EXERCISE INSTRUCTIONS — Every line from the line containing "TARGET: illustrated face on booklet" through the final line of the data is to be printed exactly; no other line is to appear.

THE RECORDS —
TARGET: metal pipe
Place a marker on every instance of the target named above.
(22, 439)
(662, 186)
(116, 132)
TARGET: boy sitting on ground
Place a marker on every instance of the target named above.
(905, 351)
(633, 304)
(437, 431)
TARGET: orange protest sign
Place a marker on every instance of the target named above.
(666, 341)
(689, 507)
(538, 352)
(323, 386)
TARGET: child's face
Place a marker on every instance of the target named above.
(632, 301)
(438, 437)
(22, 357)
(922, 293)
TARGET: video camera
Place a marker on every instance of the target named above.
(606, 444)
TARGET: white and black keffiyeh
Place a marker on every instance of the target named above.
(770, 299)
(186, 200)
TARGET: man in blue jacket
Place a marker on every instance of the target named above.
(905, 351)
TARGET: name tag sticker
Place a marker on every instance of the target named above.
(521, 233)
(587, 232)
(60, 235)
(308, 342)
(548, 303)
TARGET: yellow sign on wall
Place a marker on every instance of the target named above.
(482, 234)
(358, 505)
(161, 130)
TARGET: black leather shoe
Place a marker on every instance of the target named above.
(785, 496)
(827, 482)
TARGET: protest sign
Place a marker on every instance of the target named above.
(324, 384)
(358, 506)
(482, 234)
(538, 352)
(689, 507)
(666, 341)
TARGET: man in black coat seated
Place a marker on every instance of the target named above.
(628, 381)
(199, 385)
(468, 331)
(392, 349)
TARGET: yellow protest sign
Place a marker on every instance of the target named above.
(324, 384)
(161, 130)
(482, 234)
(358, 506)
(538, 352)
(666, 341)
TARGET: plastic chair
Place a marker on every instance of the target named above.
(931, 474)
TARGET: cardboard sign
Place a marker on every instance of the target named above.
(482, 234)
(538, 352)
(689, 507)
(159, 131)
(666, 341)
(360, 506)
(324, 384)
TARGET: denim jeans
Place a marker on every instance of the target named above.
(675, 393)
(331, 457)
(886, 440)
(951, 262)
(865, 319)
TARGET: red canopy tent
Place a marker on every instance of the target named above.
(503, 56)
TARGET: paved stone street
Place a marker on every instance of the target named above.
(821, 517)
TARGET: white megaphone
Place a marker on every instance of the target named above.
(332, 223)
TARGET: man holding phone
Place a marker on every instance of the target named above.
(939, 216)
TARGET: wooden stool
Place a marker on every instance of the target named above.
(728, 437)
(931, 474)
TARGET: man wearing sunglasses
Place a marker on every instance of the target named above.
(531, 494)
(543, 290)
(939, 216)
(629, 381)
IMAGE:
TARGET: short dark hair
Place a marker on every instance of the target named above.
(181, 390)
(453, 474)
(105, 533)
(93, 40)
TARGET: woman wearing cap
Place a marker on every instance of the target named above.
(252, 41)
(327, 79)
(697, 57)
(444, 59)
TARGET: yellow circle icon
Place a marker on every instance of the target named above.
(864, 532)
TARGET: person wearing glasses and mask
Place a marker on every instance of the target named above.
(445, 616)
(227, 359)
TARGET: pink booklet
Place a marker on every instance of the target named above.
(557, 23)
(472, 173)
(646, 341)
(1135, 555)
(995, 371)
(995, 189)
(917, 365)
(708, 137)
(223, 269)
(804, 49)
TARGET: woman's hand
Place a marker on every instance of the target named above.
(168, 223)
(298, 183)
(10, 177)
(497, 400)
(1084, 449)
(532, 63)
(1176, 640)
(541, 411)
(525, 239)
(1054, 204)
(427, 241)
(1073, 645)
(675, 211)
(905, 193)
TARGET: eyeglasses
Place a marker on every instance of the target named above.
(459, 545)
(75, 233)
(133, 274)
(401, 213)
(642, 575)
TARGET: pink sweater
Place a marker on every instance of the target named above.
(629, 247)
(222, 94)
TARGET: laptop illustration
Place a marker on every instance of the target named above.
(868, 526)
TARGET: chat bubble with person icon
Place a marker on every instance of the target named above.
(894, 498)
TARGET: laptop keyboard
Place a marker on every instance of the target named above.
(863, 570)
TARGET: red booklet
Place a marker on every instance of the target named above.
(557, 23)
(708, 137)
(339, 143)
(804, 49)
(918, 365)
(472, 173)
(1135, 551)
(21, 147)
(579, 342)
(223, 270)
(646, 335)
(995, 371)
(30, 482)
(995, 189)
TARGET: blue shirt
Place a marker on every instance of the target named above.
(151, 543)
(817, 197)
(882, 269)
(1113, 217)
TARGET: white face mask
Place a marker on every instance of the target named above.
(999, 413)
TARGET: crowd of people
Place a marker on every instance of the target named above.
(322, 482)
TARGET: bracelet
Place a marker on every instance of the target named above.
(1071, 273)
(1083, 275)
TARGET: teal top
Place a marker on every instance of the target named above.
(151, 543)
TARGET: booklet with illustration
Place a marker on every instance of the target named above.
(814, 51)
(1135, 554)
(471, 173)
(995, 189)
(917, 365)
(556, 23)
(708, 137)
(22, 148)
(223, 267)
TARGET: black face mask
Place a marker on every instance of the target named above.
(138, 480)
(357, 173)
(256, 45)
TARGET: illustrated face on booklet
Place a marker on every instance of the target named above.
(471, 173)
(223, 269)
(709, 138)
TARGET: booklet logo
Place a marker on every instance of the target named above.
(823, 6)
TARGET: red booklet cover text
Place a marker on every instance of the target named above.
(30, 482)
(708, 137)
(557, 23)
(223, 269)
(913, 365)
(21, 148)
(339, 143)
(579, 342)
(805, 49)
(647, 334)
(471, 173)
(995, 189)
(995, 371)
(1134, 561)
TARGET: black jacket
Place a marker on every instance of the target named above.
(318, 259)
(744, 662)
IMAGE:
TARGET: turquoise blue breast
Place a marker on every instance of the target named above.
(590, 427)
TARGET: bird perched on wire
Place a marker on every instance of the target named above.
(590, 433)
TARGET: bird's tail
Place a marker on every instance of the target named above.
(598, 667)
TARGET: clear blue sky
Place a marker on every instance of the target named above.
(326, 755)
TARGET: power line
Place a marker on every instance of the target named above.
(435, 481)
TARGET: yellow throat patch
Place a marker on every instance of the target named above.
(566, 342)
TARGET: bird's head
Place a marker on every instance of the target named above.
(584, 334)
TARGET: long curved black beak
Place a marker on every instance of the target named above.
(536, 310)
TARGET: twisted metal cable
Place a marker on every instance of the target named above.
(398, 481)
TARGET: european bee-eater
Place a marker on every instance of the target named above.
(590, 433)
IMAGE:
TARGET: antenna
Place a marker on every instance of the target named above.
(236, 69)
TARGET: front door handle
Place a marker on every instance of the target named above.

RESULT FOR THIS TASK —
TARGET: illustrated face on booklet
Place a marker on every instance of the target named above.
(471, 173)
(223, 269)
(709, 138)
TARGET: booklet logo
Place a marker on every instance of the target named above.
(823, 6)
TARGET: red booklet cover text
Place a marker on every instance of the target named above.
(30, 482)
(708, 137)
(557, 23)
(223, 269)
(913, 365)
(21, 148)
(339, 143)
(579, 342)
(805, 49)
(647, 334)
(471, 173)
(995, 189)
(995, 371)
(1134, 561)
TARGET: black jacket
Place a marker on every instance of the target named above.
(318, 259)
(744, 662)
IMAGE:
TARGET: turquoise blue breast
Place a marker on every instance of the target named above.
(590, 427)
TARGET: bird perched on wire
Place a marker on every instance of the target named above.
(590, 433)
TARGET: bird's tail
Place a marker on every instance of the target named above.
(598, 667)
TARGET: clear blue sky
Place a marker on every instance of the target named above.
(326, 755)
TARGET: power line
Place a marker on every instance of the target named above.
(435, 481)
TARGET: yellow throat patch
Place a marker on every instance of the target named above.
(566, 342)
TARGET: bird's head
Place a marker on every instance of the target named above.
(584, 334)
TARGET: long curved black beak
Place a marker on every instance of the target named above.
(536, 310)
TARGET: twisted metal cable
Place a marker on every instance of the target named above.
(398, 481)
TARGET: european bee-eater
Place a marker on every instance of the target named above.
(590, 433)
IMAGE:
TARGET: antenna
Place a marker on every instance of the target named above.
(236, 69)
TARGET: front door handle
Place a marker on every instance of the target named above.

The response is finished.